◆ INSTRUCTION ◆
Which lines in the records below contain the word "orange"? Copy each of those lines in full.

◆ DATA ENTRIES ◆

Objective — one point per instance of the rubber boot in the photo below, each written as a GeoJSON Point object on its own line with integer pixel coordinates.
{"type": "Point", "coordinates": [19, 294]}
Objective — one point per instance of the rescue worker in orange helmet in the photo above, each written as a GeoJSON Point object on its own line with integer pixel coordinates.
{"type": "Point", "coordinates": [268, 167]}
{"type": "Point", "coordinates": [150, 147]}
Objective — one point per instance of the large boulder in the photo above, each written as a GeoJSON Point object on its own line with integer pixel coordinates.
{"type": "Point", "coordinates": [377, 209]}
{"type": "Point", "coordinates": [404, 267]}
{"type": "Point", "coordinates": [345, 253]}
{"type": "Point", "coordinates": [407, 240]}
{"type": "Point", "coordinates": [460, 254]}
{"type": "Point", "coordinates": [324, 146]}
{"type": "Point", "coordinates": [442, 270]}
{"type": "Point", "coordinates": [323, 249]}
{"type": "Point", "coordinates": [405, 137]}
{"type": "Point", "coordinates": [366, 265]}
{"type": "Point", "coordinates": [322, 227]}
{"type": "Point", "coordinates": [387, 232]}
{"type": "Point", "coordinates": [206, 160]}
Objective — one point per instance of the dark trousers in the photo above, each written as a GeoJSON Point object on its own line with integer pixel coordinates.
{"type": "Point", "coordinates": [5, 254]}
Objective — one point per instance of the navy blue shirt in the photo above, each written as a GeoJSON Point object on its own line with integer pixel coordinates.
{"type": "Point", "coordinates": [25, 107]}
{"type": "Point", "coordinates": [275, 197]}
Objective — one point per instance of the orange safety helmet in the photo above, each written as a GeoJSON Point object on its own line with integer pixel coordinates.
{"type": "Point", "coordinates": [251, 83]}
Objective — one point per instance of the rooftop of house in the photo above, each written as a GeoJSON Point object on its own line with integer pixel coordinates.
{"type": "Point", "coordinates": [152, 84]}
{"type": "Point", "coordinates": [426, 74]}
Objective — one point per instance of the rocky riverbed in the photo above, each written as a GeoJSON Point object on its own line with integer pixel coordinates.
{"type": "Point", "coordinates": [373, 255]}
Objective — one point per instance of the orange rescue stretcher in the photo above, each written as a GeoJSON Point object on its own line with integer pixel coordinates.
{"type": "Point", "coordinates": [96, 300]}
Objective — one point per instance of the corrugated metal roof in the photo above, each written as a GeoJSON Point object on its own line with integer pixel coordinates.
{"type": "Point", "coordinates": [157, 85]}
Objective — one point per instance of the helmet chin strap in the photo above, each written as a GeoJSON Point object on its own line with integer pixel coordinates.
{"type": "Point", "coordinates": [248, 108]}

...

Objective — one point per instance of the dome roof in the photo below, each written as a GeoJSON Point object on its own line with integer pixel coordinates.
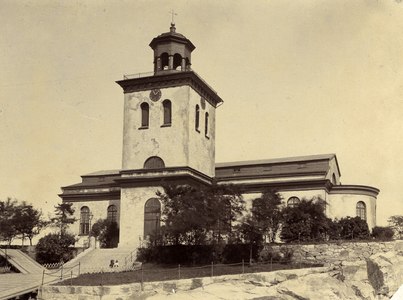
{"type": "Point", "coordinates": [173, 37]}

◆ FINAL RESULT ◆
Objective — one point per instance of the rescue worker in orange helmet in the photo above, each written as a GeoJSON Point object on its own line with integer pixel coordinates.
Objective — one point per instance of the orange safety helmet in the photo above, each written as a GeoJSON Point object on its own line with integer pixel coordinates.
Objective — one point per instance of the orange rescue stretcher in the photo above, each written as a GeoJSON Point object on its own line with integer pixel coordinates.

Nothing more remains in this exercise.